Exercise
Only the lines below starting at the one containing "Identify the tan" and ending at the one containing "Identify the shadow" belong in the answer, each copied exactly.

★ ★ ★ ★

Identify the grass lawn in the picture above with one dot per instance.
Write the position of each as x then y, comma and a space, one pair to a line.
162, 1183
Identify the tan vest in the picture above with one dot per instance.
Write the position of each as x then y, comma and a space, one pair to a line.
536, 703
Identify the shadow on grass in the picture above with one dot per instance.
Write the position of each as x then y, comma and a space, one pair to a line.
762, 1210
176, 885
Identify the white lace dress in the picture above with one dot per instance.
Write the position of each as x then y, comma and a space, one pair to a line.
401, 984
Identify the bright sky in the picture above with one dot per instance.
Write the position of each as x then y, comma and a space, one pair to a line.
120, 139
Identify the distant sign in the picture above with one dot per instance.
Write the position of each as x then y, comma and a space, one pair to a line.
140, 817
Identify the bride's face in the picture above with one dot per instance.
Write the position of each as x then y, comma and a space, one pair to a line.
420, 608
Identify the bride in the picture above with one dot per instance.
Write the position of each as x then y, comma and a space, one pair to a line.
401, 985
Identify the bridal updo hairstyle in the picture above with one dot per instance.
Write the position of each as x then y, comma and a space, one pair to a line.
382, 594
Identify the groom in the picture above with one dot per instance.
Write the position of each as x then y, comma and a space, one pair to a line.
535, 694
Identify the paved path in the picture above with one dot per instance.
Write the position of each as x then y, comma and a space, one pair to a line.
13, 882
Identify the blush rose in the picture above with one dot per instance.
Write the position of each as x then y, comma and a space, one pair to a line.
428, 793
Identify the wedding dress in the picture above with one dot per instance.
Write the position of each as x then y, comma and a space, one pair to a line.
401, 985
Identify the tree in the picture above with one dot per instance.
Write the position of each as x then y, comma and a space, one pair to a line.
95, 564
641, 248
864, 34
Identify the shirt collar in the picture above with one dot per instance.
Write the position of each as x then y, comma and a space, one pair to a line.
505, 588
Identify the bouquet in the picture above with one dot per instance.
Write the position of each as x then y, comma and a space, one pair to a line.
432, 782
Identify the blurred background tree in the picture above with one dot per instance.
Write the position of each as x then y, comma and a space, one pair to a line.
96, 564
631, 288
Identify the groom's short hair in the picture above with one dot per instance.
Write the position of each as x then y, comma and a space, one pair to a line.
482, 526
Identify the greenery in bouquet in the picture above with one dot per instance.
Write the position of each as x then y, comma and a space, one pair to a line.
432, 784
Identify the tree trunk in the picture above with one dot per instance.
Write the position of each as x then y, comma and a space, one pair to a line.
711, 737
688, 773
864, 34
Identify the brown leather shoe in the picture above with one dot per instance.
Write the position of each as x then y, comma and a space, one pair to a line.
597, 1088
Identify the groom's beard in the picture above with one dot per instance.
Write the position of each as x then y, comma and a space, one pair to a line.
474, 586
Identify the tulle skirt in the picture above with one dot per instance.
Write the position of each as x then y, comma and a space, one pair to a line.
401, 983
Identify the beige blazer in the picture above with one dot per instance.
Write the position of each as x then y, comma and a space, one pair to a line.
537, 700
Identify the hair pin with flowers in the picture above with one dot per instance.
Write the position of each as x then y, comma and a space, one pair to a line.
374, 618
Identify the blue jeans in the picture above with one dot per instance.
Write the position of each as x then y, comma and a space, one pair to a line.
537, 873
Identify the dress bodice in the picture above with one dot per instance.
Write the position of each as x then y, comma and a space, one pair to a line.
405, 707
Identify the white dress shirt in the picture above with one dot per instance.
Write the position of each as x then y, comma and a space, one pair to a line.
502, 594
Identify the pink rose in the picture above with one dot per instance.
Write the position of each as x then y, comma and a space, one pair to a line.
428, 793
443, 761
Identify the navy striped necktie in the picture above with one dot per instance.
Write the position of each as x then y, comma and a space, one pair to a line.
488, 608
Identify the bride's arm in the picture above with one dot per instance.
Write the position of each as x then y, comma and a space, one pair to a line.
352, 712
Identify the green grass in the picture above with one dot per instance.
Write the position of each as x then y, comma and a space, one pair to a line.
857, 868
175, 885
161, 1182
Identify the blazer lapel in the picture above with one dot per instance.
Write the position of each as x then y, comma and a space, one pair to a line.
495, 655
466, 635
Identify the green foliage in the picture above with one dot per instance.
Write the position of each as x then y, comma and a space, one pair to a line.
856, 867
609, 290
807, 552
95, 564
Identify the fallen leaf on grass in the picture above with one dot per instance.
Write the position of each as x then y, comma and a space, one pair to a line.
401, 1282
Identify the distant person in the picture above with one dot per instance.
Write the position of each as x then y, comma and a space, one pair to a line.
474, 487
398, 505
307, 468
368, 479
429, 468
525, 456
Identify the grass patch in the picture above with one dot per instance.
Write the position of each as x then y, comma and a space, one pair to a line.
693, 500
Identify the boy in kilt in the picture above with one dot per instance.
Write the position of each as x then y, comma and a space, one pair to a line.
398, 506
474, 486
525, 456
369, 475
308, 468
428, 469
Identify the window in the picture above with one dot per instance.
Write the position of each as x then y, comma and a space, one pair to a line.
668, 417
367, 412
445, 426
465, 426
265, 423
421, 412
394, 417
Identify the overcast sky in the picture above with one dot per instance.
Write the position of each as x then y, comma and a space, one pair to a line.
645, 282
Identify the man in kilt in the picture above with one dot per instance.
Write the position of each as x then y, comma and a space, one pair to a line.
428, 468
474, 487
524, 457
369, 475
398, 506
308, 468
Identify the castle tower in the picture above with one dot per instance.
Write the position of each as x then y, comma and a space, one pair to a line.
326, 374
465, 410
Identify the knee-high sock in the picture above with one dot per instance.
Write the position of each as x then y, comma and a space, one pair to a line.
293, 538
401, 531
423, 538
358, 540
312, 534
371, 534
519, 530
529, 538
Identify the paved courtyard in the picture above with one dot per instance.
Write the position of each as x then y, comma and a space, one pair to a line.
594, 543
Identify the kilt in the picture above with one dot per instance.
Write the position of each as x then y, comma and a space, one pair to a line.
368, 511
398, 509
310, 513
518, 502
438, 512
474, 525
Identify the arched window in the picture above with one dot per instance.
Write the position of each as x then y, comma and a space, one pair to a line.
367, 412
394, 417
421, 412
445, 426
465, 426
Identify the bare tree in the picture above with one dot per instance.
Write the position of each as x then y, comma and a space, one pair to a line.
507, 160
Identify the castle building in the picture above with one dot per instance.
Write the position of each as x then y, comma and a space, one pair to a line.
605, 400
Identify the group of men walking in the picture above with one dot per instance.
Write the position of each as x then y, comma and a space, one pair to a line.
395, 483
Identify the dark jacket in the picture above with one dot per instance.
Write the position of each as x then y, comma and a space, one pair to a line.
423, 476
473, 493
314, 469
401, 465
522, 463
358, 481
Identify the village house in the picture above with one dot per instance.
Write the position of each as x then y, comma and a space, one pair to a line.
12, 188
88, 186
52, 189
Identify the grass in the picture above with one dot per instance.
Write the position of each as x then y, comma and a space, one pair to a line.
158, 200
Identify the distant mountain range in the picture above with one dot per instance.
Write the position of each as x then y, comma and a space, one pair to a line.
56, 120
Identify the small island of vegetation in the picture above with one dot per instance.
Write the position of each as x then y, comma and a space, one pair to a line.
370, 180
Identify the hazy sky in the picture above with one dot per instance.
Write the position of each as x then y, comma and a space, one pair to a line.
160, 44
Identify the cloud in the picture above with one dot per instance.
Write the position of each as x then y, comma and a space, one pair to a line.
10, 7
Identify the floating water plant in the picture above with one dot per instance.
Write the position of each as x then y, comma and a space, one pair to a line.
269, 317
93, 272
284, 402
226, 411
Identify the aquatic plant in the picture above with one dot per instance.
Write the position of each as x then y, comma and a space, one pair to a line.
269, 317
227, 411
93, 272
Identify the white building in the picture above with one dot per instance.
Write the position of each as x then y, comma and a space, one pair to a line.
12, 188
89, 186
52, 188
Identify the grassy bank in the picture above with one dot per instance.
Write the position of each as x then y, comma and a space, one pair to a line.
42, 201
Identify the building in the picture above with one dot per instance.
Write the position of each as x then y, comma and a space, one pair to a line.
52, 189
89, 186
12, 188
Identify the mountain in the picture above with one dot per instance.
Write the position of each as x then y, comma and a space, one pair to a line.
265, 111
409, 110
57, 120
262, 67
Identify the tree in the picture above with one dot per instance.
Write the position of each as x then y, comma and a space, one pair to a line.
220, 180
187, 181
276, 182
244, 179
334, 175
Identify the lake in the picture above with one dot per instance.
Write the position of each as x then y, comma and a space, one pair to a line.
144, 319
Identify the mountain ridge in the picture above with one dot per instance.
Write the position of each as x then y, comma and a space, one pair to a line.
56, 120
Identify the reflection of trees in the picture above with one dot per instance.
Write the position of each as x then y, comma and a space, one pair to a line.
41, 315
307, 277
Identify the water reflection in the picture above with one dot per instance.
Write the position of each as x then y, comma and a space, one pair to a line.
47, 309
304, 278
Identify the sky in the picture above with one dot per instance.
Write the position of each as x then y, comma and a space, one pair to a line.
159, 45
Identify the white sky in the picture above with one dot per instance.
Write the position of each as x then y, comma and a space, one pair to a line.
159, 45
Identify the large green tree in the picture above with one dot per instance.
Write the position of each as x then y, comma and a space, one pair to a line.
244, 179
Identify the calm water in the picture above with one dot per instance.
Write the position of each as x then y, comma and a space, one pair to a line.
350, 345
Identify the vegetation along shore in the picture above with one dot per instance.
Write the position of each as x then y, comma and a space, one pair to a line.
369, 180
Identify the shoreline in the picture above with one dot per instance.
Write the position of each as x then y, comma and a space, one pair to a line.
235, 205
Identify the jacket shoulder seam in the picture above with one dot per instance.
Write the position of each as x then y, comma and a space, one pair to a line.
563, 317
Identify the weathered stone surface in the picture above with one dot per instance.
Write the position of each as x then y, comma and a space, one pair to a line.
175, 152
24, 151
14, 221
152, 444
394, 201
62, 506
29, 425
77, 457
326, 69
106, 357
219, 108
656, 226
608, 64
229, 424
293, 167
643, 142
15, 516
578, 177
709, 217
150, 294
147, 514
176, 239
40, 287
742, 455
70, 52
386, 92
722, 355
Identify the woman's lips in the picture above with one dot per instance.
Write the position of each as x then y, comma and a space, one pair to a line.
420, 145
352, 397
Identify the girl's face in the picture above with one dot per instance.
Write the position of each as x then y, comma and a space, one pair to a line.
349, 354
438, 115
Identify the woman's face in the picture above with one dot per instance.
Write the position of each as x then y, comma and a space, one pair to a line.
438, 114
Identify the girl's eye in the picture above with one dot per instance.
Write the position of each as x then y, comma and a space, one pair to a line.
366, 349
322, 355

★ ★ ★ ★

Output for this task
Identify the tan vest in the picture above with one dot per instance.
Write the position of each as x then y, comma and a space, one pair to a line.
536, 703
Identify the shadow on grass in the picture above with one dot per instance.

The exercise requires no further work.